[Start of DATASET ROWS]
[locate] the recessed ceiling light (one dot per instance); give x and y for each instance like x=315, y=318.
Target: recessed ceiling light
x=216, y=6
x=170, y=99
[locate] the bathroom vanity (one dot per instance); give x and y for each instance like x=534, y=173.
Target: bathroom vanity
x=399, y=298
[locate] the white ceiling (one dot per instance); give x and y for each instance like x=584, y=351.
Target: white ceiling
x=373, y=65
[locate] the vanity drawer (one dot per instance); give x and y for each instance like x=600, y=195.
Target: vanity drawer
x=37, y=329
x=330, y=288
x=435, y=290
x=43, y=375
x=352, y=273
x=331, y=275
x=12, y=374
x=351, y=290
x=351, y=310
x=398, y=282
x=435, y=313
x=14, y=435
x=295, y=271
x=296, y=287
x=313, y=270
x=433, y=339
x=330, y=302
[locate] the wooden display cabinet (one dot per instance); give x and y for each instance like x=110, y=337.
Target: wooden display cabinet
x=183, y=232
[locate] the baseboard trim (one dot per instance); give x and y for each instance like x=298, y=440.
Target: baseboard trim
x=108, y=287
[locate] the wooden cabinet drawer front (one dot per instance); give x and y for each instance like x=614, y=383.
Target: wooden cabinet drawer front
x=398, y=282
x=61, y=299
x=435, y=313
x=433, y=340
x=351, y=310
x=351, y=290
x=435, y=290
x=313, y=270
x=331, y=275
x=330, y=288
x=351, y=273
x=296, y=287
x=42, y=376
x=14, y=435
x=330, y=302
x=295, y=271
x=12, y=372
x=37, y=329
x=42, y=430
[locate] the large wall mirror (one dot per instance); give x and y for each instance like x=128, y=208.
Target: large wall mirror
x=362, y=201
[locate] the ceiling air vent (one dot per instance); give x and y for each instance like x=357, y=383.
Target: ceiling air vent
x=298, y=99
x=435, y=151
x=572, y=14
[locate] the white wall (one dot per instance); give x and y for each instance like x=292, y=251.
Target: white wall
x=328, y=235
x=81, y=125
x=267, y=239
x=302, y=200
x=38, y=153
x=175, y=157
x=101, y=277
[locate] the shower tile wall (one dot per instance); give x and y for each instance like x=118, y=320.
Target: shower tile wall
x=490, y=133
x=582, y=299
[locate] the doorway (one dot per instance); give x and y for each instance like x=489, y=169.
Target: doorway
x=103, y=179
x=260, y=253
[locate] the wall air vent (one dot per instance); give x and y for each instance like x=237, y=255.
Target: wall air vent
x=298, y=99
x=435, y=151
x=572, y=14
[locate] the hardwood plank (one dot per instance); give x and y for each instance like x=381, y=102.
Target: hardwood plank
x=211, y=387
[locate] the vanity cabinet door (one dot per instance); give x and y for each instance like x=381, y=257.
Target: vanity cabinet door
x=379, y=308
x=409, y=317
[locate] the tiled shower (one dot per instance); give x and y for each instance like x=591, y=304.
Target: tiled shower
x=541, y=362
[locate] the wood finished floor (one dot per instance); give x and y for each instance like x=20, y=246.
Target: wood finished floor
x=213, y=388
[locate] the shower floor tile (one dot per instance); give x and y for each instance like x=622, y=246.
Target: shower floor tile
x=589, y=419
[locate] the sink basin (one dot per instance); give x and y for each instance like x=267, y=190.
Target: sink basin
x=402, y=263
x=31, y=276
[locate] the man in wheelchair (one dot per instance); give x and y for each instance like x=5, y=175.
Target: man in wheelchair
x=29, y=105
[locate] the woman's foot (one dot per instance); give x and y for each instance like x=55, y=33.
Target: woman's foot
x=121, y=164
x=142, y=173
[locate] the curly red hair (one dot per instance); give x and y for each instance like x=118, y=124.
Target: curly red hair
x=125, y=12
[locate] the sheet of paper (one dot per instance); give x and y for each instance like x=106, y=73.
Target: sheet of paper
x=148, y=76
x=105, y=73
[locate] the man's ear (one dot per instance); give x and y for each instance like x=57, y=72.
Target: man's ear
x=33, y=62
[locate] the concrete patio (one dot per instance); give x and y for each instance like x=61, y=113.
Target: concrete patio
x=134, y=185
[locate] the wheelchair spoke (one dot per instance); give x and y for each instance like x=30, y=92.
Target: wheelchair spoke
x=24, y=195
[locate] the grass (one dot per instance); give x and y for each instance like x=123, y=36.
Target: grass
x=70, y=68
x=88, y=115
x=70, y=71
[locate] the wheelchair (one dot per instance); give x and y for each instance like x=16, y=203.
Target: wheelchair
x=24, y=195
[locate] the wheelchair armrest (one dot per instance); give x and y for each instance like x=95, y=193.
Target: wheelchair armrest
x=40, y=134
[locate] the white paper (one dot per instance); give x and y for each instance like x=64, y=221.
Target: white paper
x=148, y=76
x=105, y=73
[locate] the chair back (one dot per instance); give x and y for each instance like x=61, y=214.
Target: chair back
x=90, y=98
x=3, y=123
[End of DATASET ROWS]
EXERCISE — Write out all of the entries above again, line for line, with every character unchanged.

TASK RESPONSE —
[locate] the recessed ceiling light (one dot per instance); give x and y for each instance like x=315, y=318.
Target: recessed ceiling light
x=216, y=6
x=170, y=99
[locate] the bathroom vanity (one dot per instance); give x and y for each instance like x=534, y=173.
Target: bathroom vanity
x=399, y=298
[locate] the white ceiling (one dot per instance); give x and y for each instance like x=584, y=351.
Target: white ceiling
x=373, y=65
[locate] the vanity drawer (one dot per instance); give x and y for each instance like x=600, y=195.
Target: vanity drawer
x=37, y=329
x=330, y=288
x=435, y=290
x=43, y=375
x=352, y=273
x=331, y=275
x=12, y=374
x=351, y=290
x=351, y=310
x=398, y=282
x=435, y=313
x=14, y=435
x=295, y=271
x=296, y=287
x=313, y=270
x=433, y=339
x=330, y=302
[locate] the wooden display cabinet (one dot per instance); give x and y for each instance like x=110, y=337.
Target: wooden display cabinet
x=183, y=232
[locate] the baseboard trim (one dot per instance); give x and y for each instance like x=298, y=440.
Target: baseboard trim
x=108, y=287
[locate] the wooden cabinet drawer front (one dot per instance); give x and y for each instance like x=614, y=383.
Target: wooden cabinet drawer front
x=398, y=282
x=61, y=299
x=435, y=313
x=433, y=340
x=351, y=310
x=351, y=290
x=435, y=290
x=313, y=270
x=331, y=275
x=330, y=288
x=351, y=273
x=296, y=287
x=42, y=376
x=14, y=435
x=330, y=302
x=295, y=271
x=12, y=372
x=37, y=329
x=42, y=430
[locate] the large wall mirror (one dot per instance); give x and y for each instance like x=128, y=208.
Target: large wall mirror
x=362, y=201
[locate] the ceiling air vent (one dot per instance); give x and y for each instance like x=357, y=383.
Target: ceiling air vent
x=298, y=99
x=435, y=151
x=572, y=14
[locate] the white wall (one dot per instance); give x and y for each instance like x=292, y=251.
Target: white wall
x=328, y=235
x=81, y=125
x=267, y=239
x=302, y=200
x=38, y=153
x=175, y=157
x=101, y=277
[locate] the shower tile wall (one dot per instance); give x and y for each instance like x=118, y=320.
Target: shower tile wall
x=490, y=133
x=582, y=299
[locate] the doorway (one dot per instance); give x and y for each instance like x=489, y=169.
Target: doorway
x=103, y=179
x=260, y=253
[locate] the wall air vent (one dot per instance); give x and y for each instance like x=237, y=255.
Target: wall air vent
x=298, y=99
x=435, y=151
x=572, y=14
[locate] the hardwood plank (one dot per instance); give x and y for each instance like x=381, y=102.
Target: hardwood plank
x=211, y=387
[locate] the vanity cabinet door (one dot per instance); give x and y for each instance like x=381, y=257.
Target: vanity cabinet door
x=379, y=308
x=409, y=317
[locate] the tiled shower (one dot per instance); give x and y for each instance like x=591, y=304.
Target: tiled shower
x=541, y=362
[locate] the wood finished floor (one dot per instance); give x and y for each instance like x=20, y=246.
Target: wood finished floor
x=213, y=388
[locate] the shower floor tile (one dot per instance); give x and y for each instance like x=622, y=246.
Target: shower floor tile
x=589, y=419
[locate] the sink basin (one dot per instance); give x and y for each instance like x=267, y=190.
Target: sink basin
x=402, y=263
x=31, y=276
[locate] the man in wheelchair (one dot per instance); give x and y for each instance like x=5, y=175.
Target: man in wheelchair
x=29, y=105
[locate] the woman's foot (one dot per instance); give x and y for each instance like x=55, y=33.
Target: woman's foot
x=121, y=164
x=142, y=173
[locate] the curly red hair (one dot per instance); give x and y for each instance like x=118, y=124.
Target: curly red hair
x=125, y=12
[locate] the sheet of paper (one dot per instance); give x and y for each instance like x=106, y=73.
Target: sheet of paper
x=148, y=76
x=105, y=73
[locate] the man's ear (one dot per instance); give x and y for each instance like x=57, y=72.
Target: man's ear
x=33, y=62
[locate] the concrete patio (one dot per instance); give x and y for each instance like x=61, y=113.
Target: concrete patio
x=134, y=185
[locate] the wheelchair spoke (one dot per instance); give x and y for each instance like x=30, y=92.
Target: wheelchair spoke
x=24, y=195
[locate] the grass (one dot per instance); give x and y for each instance like x=123, y=36.
Target: grass
x=70, y=68
x=88, y=115
x=70, y=71
[locate] the wheelchair (one dot per instance); give x and y for each instance like x=16, y=203.
Target: wheelchair
x=24, y=195
[locate] the wheelchair armrest (one dot per instance); give x and y for each instance like x=95, y=193.
Target: wheelchair armrest
x=40, y=134
[locate] the white paper (one dot per instance); give x and y for each instance like x=64, y=221.
Target: white paper
x=148, y=76
x=105, y=73
[locate] the chair back (one dot per instance); give x and y for each instance like x=61, y=214.
Target: chair back
x=90, y=98
x=3, y=123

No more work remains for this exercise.